## Excerpt to read
---*---
Guide: Redshift Security Guide

Snowflake vs Redshift: Features, Security, and Limitations Compared

This is part of our series of articles about Snowflake security.

In this article, you will learn:

Common Features of Snowflake and Amazon Redshift

Snowflake and Redshift share many common features. For example, both Snowflake and Redshift use a massive parallel processing architecture and are column-oriented. Additionally, both are designed to achieve fast queries on vast amounts of data, to help make data-driven decisions.

Snowflake vs. Redshift: Architecture

Redshift uses clusters as its core component. A cluster can contain one or more compute nodes that store data. The leader node divides the work into several work nodes, with each work node operating in parallel. Each task node has its own storage and computing resources.


Snowflake, on the other hand, keeps storage and calculations independent and stores data centrally, accessible to all computing units. Each compute cluster retrieves and caches data locally for processing. The advantage of keeping storage and compute separate is that you can add more compute during performance bottlenecks without affecting existing workloads.

Snowflake vs Redshift Architecture

One of the unique aspects of Snowflake is that it manages data using micro-partition files (16MB in size) on object storage (S3 on Amazon, Blob Storage on Azure). Metadata keeps track of every micro-partition file, and maps logical architecture to physical storage, allowing Snowflake to provide features like cloning Terabyte-size tables in seconds.

Snowflake vs. Redshift: Scalability and Performance

Here is how Snowflake and Redshift compare on scalability and performance:


  • Scaling—Snowflake’s architecture separates computing and storage. This architecture provides you with greater scalability. Redshift can now also separate compute and storage resources, but only if you use the RA3 Nodes. Otherwise, computing and storage are not independent of each other.
  • Performance—according to a benchmark report by Fivetran, there is very little difference between Snowflake and Redshift in terms of performance. The results of this report showed that Redshift’s average time to run 99 queries from the TPC-DS benchmark, on a 1TB dataset, was 8.24 seconds, while Snowflake’s time for the same task was 8.21. Redshift’s average cost for this operation was $0.0746 and Snowflake’s was $0.0729. See our own performance test of Snowflake using the TCP-H benchmark.

Snowflake vs. Redshift: Storage and Replication

Here are key data storage aspects to keep in mind when choosing between Snowflake and Redshift:


  • Data loading — Snowflake offers the use of the COPY INTO command. Redshift offers the use of the COPY command and data must be located in S3.
  • Storage options — Snowflake offers S3, Azure blob storage, and Google Cloud Storage, either as external storage or internal (within Snowflake) storage as part of the Snowflake data cloud on each of the three public clouds. Redshift only supports AWS storage services.
  • Data type conversions — require expertise when using both Snowflake and Redshift. To ensure copies are managed properly, administrators need to know how to implement automatic data type enforcing rules. 
  • Data sharing — Snowflake supports data sharing across multiple accounts. Redshift requires manual copying.
---*---
## Stated problem 1
Copy word for word the passage of the Snowflake and Redshift comparison, beginning at the words "Snowflake vs. Redshift: Scalability" and stopping after the words "of each other.".
## Stated problem 2
Answer these questions from the Snowflake and Redshift comparison:
(a) What size are the micro-partition files Snowflake uses to manage data?
(b) What was Redshift's average time to run the 99 TPC-DS queries on a 1TB dataset?
(c) Which nodes must be used for Redshift to separate compute and storage resources?
Rely solely on the Snowflake and Redshift comparison.

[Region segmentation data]
---*---
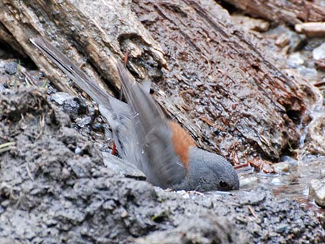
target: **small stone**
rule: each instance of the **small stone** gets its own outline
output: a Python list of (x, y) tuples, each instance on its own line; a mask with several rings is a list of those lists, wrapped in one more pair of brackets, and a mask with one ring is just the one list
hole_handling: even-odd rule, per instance
[(293, 53), (289, 56), (287, 62), (288, 67), (295, 68), (302, 64), (304, 64), (304, 59), (301, 58), (300, 53)]
[(81, 153), (82, 153), (82, 149), (80, 147), (77, 147), (75, 149), (75, 154), (78, 155), (81, 154)]
[(320, 177), (325, 178), (325, 169), (322, 169), (320, 170)]
[(325, 59), (325, 43), (313, 50), (313, 57), (316, 60)]
[(50, 99), (62, 106), (65, 101), (72, 100), (73, 97), (66, 93), (58, 92), (50, 95)]
[(282, 181), (281, 181), (281, 180), (278, 177), (274, 178), (271, 180), (270, 183), (273, 185), (283, 185)]
[(127, 216), (127, 211), (125, 209), (123, 209), (123, 211), (121, 213), (121, 218), (126, 218)]
[(15, 62), (10, 62), (5, 66), (5, 71), (8, 74), (12, 75), (17, 73), (18, 64)]
[(284, 232), (286, 229), (288, 229), (288, 225), (283, 224), (283, 225), (279, 225), (279, 226), (277, 227), (277, 229), (275, 231), (277, 233), (282, 233)]
[(240, 186), (241, 187), (247, 187), (255, 185), (255, 183), (259, 180), (259, 178), (255, 176), (245, 178), (239, 179)]
[(279, 48), (284, 48), (290, 43), (290, 38), (289, 37), (283, 33), (281, 34), (277, 38), (277, 40), (275, 41), (275, 45), (279, 46)]
[(275, 171), (278, 173), (283, 172), (288, 173), (289, 171), (289, 162), (280, 162), (277, 164), (274, 164)]
[(325, 182), (313, 179), (309, 184), (309, 198), (321, 207), (325, 207)]

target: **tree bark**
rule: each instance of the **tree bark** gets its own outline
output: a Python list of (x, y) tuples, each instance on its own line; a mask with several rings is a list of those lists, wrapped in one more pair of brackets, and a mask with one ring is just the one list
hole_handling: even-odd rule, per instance
[(167, 113), (199, 145), (234, 161), (277, 160), (298, 141), (311, 92), (277, 69), (214, 1), (121, 2), (0, 0), (0, 21), (59, 89), (75, 94), (30, 38), (48, 37), (109, 91), (119, 88), (115, 64), (129, 50), (129, 71), (154, 79)]
[(225, 0), (252, 16), (291, 26), (325, 20), (325, 8), (317, 1)]

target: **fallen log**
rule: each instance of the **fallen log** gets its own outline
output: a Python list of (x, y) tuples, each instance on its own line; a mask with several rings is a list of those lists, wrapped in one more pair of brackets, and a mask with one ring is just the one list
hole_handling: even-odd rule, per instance
[(245, 12), (275, 23), (294, 26), (325, 20), (325, 7), (317, 1), (225, 0)]
[(212, 0), (137, 0), (132, 6), (0, 0), (0, 21), (60, 90), (76, 93), (30, 38), (48, 37), (113, 92), (119, 88), (113, 64), (129, 50), (129, 71), (155, 80), (154, 96), (167, 113), (201, 147), (228, 158), (277, 160), (299, 140), (304, 97), (312, 96), (308, 86), (284, 75), (268, 51), (256, 48), (257, 41)]

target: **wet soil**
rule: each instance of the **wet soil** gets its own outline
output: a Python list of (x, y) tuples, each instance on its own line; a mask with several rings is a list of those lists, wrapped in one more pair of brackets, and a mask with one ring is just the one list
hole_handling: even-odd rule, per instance
[(169, 192), (106, 167), (35, 86), (0, 95), (0, 237), (10, 243), (321, 243), (314, 212), (259, 187)]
---*---
## Expected output 1
Snowflake vs. Redshift: Scalability and Performance

Here is how Snowflake and Redshift compare on scalability and performance:


  • Scaling—Snowflake’s architecture separates computing and storage. This architecture provides you with greater scalability. Redshift can now also separate compute and storage resources, but only if you use the RA3 Nodes. Otherwise, computing and storage are not independent of each other.

## Expected output 2
(a) 16MB
(b) 8.24 seconds
(c) RA3 Nodes